Begin EXCERPT TO READ

Donyell Malen (born 19 January 1999) is a Dutch professional footballer who plays as a forward for Bundesliga club Borussia Dortmund and the Netherlands national team. Malen has also featured at youth level for Ajax and Arsenal.

Club career

Early career
Born in Wieringen, Hollands Kroon, Malen began his career with Ajax in 2007. Despite a great deal of resistance coming from Ajax, in 2015 he left Ajax to join English club Arsenal. Malen joined up due to Arsenal being the side of his heroes Thierry Henry and Dennis Bergkamp.

Arsenal

Malen began playing for the youth teams of Arsenal in the Youth Premier League together with the FA Youth Cup, and the UEFA Youth League in the 2015–16 season. He began to display his impressive talent during his debut season for the Gunners. He scored in the FA Youth Cup quarter-final away to Coventry City which Arsenal won on penalties. Coming off the bench, he scored against Manchester City in the semi-final of the 2016 FA Youth Cup at the Emirates Stadium. and played 30 times during the season, scoring 14 goals. During the 2016–17 season, Malen was used a great deal on the wing, and was included in the club's 2017–18 pre-season tour of Australia and China. He made his senior debut for Arsenal in a 2–0 win over Sydney on 13 July.

PSV
Malen was sold by Arsenal to PSV Eindhoven in late August 2017.

Malen went on to play as a winger for Jong PSV. On 24 November Malen scored a brace in Jong PSV's 6–0 thumping of Telstar. He again netted in PSV II's 3–0 win over FC Oss on 27 November. Malen scored and picked up an assist in PSV II's 2–3 loss to Fortuna upon 4 December.
He again scored in a 1–1 draw away to Go Ahead Eagles on 12 December. Malen went on to be named in Voetbal International's Jupiler League team of the week a day later.

Malen was awarded the Bronze Bull for being the Best Talent for the second period of the 2017–18 Jupiler League on 29 January 2018. He went to make his debut for PSV in a 4–0 Eredivisie win over PEC Zwolle on 3 February.

End EXCERPT TO READ
Begin INFORMATION PROVIDED

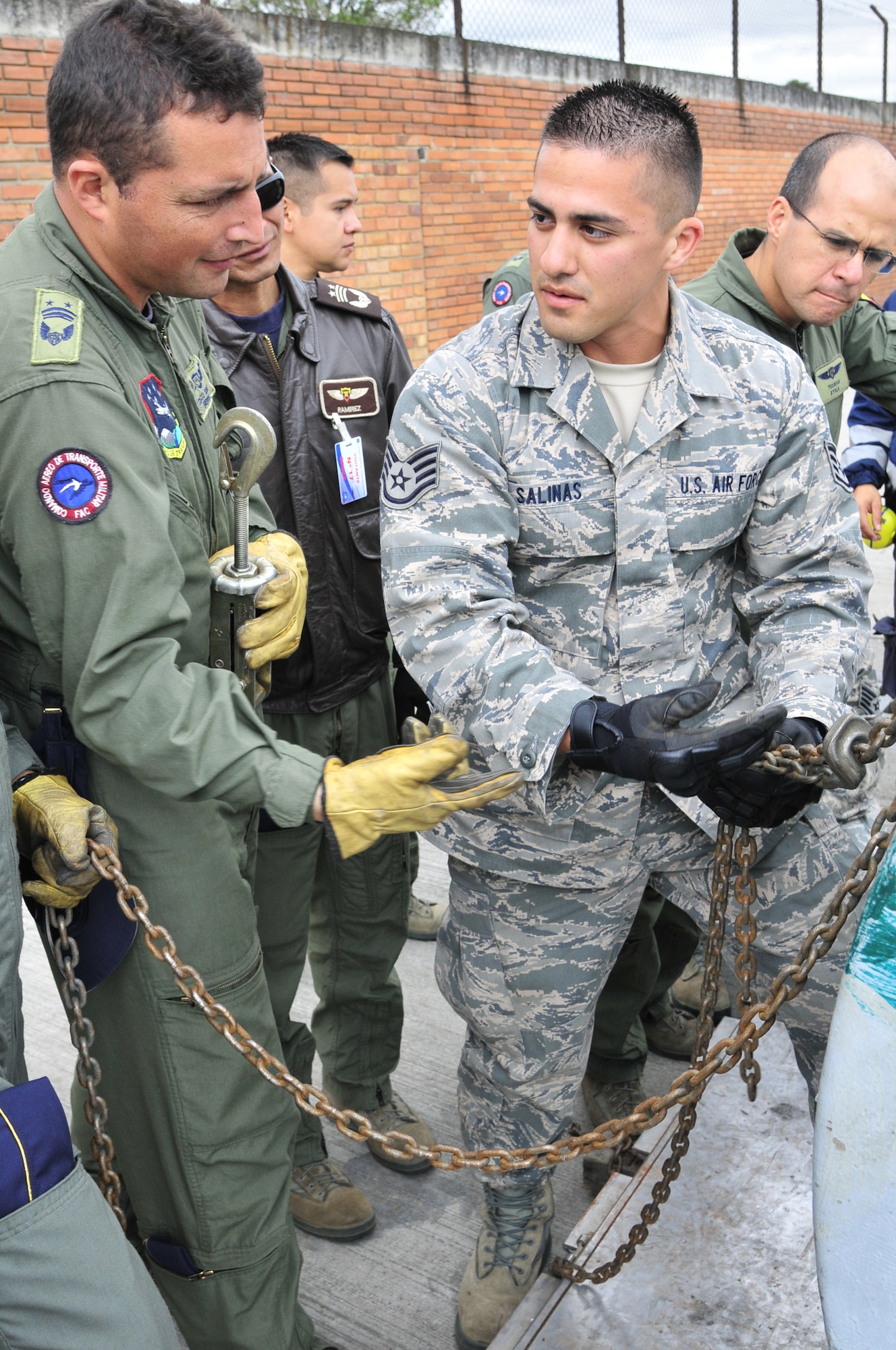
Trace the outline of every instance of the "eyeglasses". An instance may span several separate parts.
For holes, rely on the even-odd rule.
[[[275,165],[271,165],[271,171],[264,178],[259,178],[255,184],[255,192],[258,193],[258,201],[263,212],[273,211],[283,200],[286,196],[286,182]]]
[[[807,225],[811,225],[816,235],[820,235],[831,252],[835,252],[838,258],[846,261],[846,258],[854,258],[857,252],[862,254],[864,266],[868,271],[883,273],[892,271],[896,267],[896,256],[888,252],[887,248],[862,248],[857,244],[854,239],[847,239],[846,235],[833,235],[827,230],[819,230],[814,220],[804,216],[799,207],[795,207],[792,201],[788,201],[788,207],[795,216],[804,220]]]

End INFORMATION PROVIDED

* **WHAT YOU WILL DO**:
1 – In the passage on Donyell Malen, condense the paragraph beginning "Born in Wieringen" into a shorter version that keeps its main facts.
2 – Transcribe everything in the passage on Donyell Malen from "Donyell Malen (born" down to "and Dennis Bergkamp.".

* **IN RESPONSE**:
1 – Born in Wieringen, Hollands Kroon, Malen started at Ajax in 2007. In 2015, despite strong resistance from Ajax, he moved to Arsenal, the club of his heroes Thierry Henry and Dennis Bergkamp.

2 –
Donyell Malen (born 19 January 1999) is a Dutch professional footballer who plays as a forward for Bundesliga club Borussia Dortmund and the Netherlands national team. Malen has also featured at youth level for Ajax and Arsenal.

Club career

Early career
Born in Wieringen, Hollands Kroon, Malen began his career with Ajax in 2007. Despite a great deal of resistance coming from Ajax, in 2015 he left Ajax to join English club Arsenal. Malen joined up due to Arsenal being the side of his heroes Thierry Henry and Dennis Bergkamp.